**Task to complete**
Duplicate the lines of the listing below verbatim, from its first line through the line that contains "point(289, 221)", including both.

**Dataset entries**
┌──

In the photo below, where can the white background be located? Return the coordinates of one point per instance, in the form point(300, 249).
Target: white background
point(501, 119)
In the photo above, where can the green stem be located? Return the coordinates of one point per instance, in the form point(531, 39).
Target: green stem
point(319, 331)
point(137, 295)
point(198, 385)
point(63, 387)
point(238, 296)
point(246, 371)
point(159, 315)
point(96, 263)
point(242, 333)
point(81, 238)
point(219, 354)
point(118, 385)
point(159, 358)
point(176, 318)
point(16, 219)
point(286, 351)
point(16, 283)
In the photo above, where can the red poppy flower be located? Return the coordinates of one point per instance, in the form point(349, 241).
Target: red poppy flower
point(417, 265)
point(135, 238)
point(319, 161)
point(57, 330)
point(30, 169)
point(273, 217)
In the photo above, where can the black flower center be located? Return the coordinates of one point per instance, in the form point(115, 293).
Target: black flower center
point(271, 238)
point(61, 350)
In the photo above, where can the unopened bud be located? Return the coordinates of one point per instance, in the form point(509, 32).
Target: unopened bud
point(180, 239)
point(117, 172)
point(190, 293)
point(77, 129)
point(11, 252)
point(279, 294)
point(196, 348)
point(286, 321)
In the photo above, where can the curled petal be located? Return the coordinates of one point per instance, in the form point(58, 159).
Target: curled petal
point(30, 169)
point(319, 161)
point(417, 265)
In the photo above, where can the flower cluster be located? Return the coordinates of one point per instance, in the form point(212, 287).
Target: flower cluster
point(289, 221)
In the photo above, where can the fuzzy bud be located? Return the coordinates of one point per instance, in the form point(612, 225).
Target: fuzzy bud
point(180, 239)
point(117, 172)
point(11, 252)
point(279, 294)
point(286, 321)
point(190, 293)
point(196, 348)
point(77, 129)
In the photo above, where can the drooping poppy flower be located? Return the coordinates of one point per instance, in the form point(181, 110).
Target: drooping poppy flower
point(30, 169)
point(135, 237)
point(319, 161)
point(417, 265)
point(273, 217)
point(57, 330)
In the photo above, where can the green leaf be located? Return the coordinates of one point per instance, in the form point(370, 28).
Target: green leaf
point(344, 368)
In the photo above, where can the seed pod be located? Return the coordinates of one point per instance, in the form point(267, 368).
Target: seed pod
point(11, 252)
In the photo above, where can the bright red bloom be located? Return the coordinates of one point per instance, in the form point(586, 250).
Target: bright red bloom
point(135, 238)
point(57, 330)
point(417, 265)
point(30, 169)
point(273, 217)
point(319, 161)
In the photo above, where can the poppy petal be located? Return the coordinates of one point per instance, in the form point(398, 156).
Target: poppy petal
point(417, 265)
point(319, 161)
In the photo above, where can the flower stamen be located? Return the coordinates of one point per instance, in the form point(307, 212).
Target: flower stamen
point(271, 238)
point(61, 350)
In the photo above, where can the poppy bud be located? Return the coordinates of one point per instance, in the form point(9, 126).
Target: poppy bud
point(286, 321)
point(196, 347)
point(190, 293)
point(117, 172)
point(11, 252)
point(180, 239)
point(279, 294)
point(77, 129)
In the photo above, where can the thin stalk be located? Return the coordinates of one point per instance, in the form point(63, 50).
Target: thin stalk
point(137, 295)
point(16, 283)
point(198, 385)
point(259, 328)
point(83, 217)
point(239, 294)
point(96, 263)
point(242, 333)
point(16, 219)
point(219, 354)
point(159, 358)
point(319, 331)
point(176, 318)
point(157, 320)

└──

**Output for this task**
In the photo below, where can the white background be located? Return the coordinates of one point per instance, in the form point(300, 249).
Target: white background
point(501, 119)
In the photo above, where can the green stem be located? Return the coordinates of one point per instance, in the form point(531, 39).
Target: green stem
point(319, 331)
point(137, 295)
point(198, 385)
point(63, 387)
point(238, 296)
point(246, 371)
point(159, 315)
point(96, 263)
point(242, 333)
point(81, 238)
point(219, 354)
point(118, 385)
point(159, 358)
point(176, 318)
point(16, 219)
point(286, 351)
point(16, 283)
In the photo above, where can the red poppy flower be located? Return the coordinates of one point per instance, in the form point(349, 241).
Target: red poppy flower
point(417, 265)
point(135, 238)
point(319, 161)
point(57, 330)
point(30, 169)
point(273, 217)
In the photo above, where can the black flower center be located? Return the coordinates of one point per instance, in the form point(115, 293).
Target: black flower center
point(271, 238)
point(61, 350)
In the photo above, where can the unopened bud be located? Return the coordinates of one point per instance, in the form point(509, 32).
Target: unopened bud
point(180, 239)
point(117, 172)
point(190, 293)
point(77, 129)
point(11, 252)
point(279, 294)
point(196, 348)
point(286, 321)
In the photo above, where can the curled petal be located? Return the coordinates of one point per instance, in the form point(58, 159).
Target: curled petal
point(30, 169)
point(319, 161)
point(417, 265)
In the photo above, where can the flower cluster be located? Return the coordinates of one point per instance, in the form point(212, 287).
Target: flower cluster
point(289, 221)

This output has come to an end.